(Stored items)

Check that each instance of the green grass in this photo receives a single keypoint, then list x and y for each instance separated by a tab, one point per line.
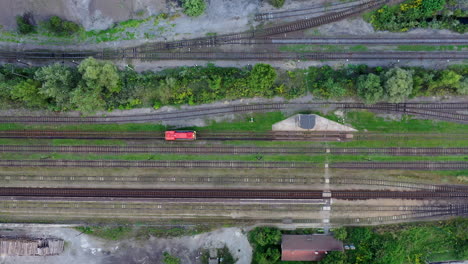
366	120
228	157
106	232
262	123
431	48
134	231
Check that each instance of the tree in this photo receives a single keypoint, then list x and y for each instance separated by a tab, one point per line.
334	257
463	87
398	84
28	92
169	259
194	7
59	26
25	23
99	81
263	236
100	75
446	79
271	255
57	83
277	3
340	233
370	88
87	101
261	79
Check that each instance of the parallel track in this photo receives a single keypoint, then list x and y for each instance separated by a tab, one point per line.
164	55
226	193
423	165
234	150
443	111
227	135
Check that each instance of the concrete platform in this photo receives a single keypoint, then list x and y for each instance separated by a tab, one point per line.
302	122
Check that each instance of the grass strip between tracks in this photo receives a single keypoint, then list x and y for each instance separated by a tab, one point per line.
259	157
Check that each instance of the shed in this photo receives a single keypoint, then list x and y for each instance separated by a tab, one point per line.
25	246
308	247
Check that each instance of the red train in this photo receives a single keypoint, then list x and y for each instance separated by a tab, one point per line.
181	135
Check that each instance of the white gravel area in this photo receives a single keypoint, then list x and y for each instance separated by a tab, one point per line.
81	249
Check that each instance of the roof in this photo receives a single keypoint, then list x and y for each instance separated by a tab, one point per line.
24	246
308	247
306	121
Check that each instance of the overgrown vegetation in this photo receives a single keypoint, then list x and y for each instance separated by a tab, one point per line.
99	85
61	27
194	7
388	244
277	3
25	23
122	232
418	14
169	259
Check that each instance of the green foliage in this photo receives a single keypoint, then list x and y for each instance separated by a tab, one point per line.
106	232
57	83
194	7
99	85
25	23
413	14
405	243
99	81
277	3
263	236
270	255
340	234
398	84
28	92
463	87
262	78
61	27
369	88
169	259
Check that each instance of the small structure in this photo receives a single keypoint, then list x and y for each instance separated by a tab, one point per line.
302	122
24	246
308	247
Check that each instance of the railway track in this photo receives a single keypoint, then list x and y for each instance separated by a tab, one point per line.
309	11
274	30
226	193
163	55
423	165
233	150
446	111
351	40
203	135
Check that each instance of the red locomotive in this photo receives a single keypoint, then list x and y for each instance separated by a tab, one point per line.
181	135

**WRITTEN INSTRUCTION:** Omit the images and transcribe all of the records above word for word.

**RESPONSE FOR THIS EXERCISE:**
Check that each instance of the green grass in this photo receives a single keypoint, then list x and y for each instance separated by a tab, one point per line.
366	120
228	157
106	232
262	123
431	48
134	231
Check that each instance of the tree in this photo receives a single keypoint, then list x and y for each instance separated by a tab, one point per line.
334	257
463	87
398	84
28	92
169	259
194	7
59	26
25	23
99	81
263	236
100	75
446	79
271	255
57	83
277	3
340	233
370	88
87	101
261	79
Check that each instance of the parallel track in this photo receives a single keypoint, then list x and y for each instance separated by a tab, one point per line.
164	55
226	193
423	165
234	150
443	111
227	135
Check that each instance of the concrete platform in this photo receives a single keypoint, then list x and y for each instance separated by a tab, one point per line.
302	122
Check that each instance of the grass strip between tracks in this photo receives a single keypoint, then list x and y for each instance separated by a tab, one point per line.
259	157
Check that each instance of the shed in this photo receives a single keypoint, then list x and y for each instance separated by a tab, one point per line.
25	246
308	247
Check that each instance of the red train in this photo receives a single keypoint, then list x and y for each instance separated by a tab, one point per line.
181	135
Check that each instance of the white gravel area in this photo receives a single keypoint, then list x and y for each instance separated by a tab, one point per line.
81	249
Check that each instance of the roof in this photo receives a single keypoint, then list x and y for each instance separated by a tab, one point per line.
24	246
308	247
306	121
Check that each instance of the overgrown vegetation in this photo receives a single keypoint, then list x and y for each instance separated by a tab, one point per line.
99	85
61	27
194	7
388	244
277	3
25	23
122	232
418	14
169	259
Check that each instance of the green foliage in this photo receives a single keypoint, then list x and y for each instance separated by a tab, one point per line.
106	232
57	83
194	7
99	85
25	23
413	14
405	243
99	81
277	3
263	236
270	255
340	234
398	84
28	92
463	87
262	78
61	27
369	88
169	259
Check that each instance of the small structure in this photo receives a single keypoint, then list x and y for each instance separated by a tab, one point per line.
302	122
24	246
308	247
Check that each instance of the railway track in this photo receives a single keypoint, then list x and y for each instance separated by a tab, one point per line.
309	11
274	30
226	193
163	55
423	165
233	150
446	111
351	40
203	135
Check that each instance of the red locomotive in this photo receives a single keypoint, then list x and y for each instance separated by a tab, one point per line.
181	135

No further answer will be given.